- _What is being asked_: Copy the listing below verbatim, leaving out the pictures.

-- START --

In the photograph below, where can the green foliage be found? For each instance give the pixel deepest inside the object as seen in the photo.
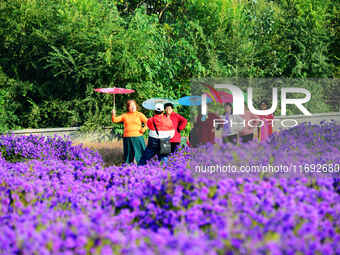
(54, 53)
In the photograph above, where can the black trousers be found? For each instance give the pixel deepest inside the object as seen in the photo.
(230, 139)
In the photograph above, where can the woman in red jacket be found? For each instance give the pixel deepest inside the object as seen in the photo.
(160, 127)
(179, 123)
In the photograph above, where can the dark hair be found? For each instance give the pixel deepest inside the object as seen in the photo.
(231, 106)
(168, 104)
(129, 102)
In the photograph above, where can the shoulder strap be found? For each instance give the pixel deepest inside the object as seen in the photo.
(153, 120)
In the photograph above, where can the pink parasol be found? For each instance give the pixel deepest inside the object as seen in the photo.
(114, 91)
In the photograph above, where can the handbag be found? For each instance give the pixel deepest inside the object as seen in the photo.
(165, 145)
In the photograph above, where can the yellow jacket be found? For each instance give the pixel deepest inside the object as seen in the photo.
(132, 123)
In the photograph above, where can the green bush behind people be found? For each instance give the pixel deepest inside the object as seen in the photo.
(53, 53)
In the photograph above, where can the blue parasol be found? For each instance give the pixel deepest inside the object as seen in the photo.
(192, 100)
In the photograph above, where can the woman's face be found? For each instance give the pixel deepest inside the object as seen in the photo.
(132, 107)
(227, 108)
(168, 110)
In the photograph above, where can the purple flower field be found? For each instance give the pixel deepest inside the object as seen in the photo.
(56, 198)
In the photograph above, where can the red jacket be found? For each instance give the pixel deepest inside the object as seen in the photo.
(164, 126)
(179, 123)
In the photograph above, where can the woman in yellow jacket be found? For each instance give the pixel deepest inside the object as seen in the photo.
(133, 140)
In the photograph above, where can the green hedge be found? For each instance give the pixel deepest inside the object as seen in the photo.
(54, 53)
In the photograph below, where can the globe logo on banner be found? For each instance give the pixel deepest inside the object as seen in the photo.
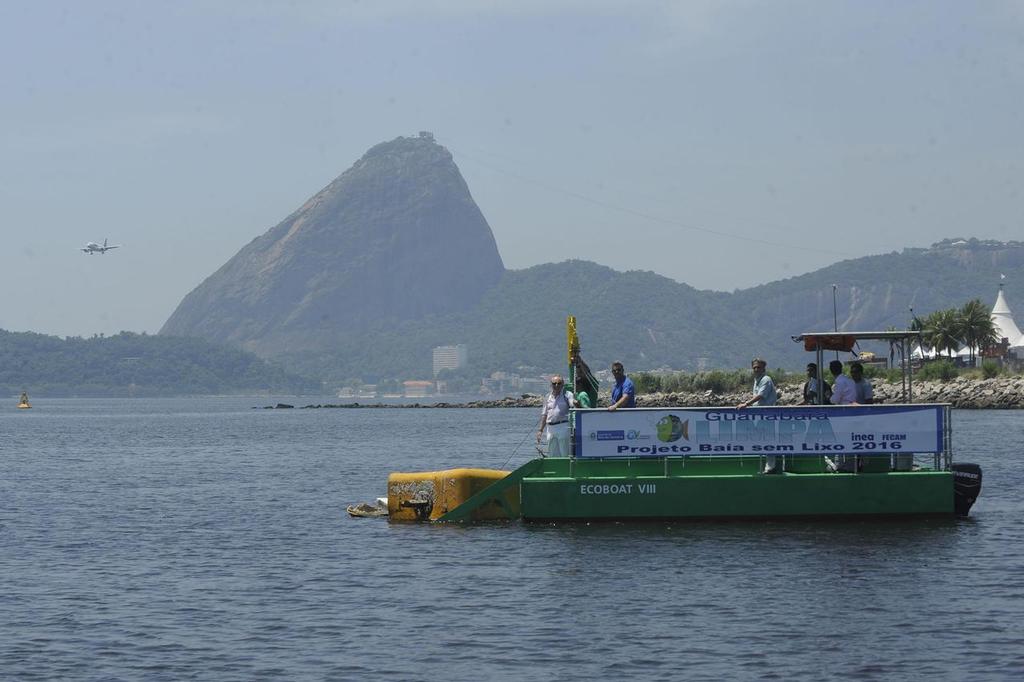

-- END --

- _Exercise output_:
In the photograph below, where can the green foliage be found? For each instance give the pixel deepest inside the object as seen in the photo.
(54, 53)
In the photograph above, where can the black trousers be found? For each instance give the pixel deepest inside the object as seen in the photo.
(230, 139)
In the photograph above, where can the woman in red jacket be found? For each instance give the pixel deepest inside the object as seen in the photo.
(160, 127)
(179, 123)
In the photograph above, where can the dark hair be found? For each instance give the pixel deepest inside the object as seen in the photo.
(231, 106)
(168, 104)
(129, 102)
In the photograph above, where can the shoulder strap be found? For each instance give the pixel deepest inside the object as seen in the photo.
(153, 120)
In the photograph above, where can the pink parasol be found? For each instance give the pixel deepest inside the object as seen in the photo.
(114, 91)
In the photograph above, where can the handbag be found? For each instance give the pixel deepest inside the object as seen in the photo.
(165, 145)
In the photograph above, where can the yellow jacket be found? For each instance give the pixel deepest inside the object as seen in the photo.
(132, 123)
In the photograph above, where can the green bush behind people be found? For each instance give the pixel deepest inside the object as seen in the photo.
(53, 53)
In the photograph above, where can the blue parasol be found? For each instance give the pixel deepest inside the object as seen in the photo.
(192, 100)
In the photograph above, where can the woman's face be found? For each instance give the pixel deepest inside the object as seen in the photo.
(132, 107)
(227, 108)
(168, 110)
In the photograph above, where can the purple flower field be found? For each instance give the pixel deepest inside the object as seen in the photo.
(56, 198)
In the photograph above, where can the red jacket be found? For each instance give the pixel deepest inside the object as seen in the photo.
(164, 126)
(179, 123)
In the photograph above, where can the woman in yellow jacket be found? For each instance give the pixel deepest inside the object as seen in the photo.
(133, 140)
In the photograph above, where can the green hedge be found? For each instance give the pixel deepest inside the object as seen in the photo.
(54, 53)
In the photograph below, where can the globe logo on banner be found? For each instance give the pixel deepest inside the object as seen in the photo.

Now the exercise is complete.